▸ What you will do:
Shift every coordinate in the answers by adding 42 to it. Rewrite only the lines between the one containing "Reviewer note: confirm that each instance of the singlet" and the one containing "[(732, 420), (25, 107)]", inclusive, and reproduce every other part of those lines unchanged.

===== Input material =====

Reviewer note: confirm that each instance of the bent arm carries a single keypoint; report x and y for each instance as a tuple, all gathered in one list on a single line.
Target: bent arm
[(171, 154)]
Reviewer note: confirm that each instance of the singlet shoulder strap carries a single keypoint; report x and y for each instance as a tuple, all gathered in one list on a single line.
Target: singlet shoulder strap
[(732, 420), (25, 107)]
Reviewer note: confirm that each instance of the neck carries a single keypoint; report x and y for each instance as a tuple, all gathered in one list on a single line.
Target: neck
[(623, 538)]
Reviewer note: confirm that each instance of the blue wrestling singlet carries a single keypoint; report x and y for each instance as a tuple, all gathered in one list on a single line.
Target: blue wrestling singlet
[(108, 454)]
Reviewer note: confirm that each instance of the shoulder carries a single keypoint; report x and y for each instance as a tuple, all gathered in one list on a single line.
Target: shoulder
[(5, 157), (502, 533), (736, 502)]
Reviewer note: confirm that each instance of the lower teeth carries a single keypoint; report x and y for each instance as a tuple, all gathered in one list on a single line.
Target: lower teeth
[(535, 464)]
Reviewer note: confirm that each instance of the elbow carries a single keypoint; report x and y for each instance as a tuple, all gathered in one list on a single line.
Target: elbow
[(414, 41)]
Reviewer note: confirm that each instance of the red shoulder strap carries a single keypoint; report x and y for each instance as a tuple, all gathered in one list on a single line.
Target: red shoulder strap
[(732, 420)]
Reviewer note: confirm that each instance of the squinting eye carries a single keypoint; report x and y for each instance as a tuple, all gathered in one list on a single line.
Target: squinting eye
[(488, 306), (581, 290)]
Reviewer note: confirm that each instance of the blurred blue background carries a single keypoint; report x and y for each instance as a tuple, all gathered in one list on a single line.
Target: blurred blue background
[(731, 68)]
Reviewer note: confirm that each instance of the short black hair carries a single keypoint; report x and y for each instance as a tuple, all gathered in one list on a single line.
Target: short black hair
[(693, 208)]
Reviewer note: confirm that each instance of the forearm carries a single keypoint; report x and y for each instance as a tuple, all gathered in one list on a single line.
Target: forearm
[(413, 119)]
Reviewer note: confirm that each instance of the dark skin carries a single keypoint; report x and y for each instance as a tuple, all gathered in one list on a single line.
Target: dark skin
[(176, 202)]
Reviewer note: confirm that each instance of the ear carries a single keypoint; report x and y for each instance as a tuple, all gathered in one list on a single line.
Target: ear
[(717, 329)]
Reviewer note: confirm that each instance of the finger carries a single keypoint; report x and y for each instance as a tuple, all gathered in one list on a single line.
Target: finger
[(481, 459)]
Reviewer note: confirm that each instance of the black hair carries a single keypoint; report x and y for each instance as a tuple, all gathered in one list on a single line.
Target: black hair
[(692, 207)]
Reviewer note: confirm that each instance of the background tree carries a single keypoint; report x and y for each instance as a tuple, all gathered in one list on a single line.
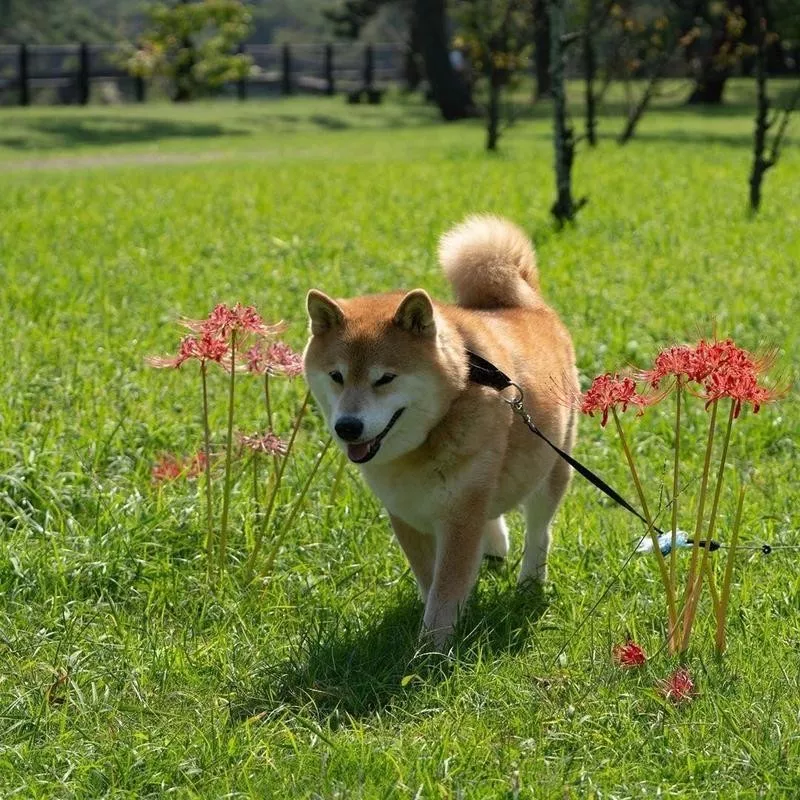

=====

▸ The answer:
Reviewer note: confirm that each instance of the singlet shoulder strap carries a single keypoint; report x and y for each instance as a tuple, all gathered in one list on a single line.
Target: singlet shoulder strap
[(774, 462), (67, 149)]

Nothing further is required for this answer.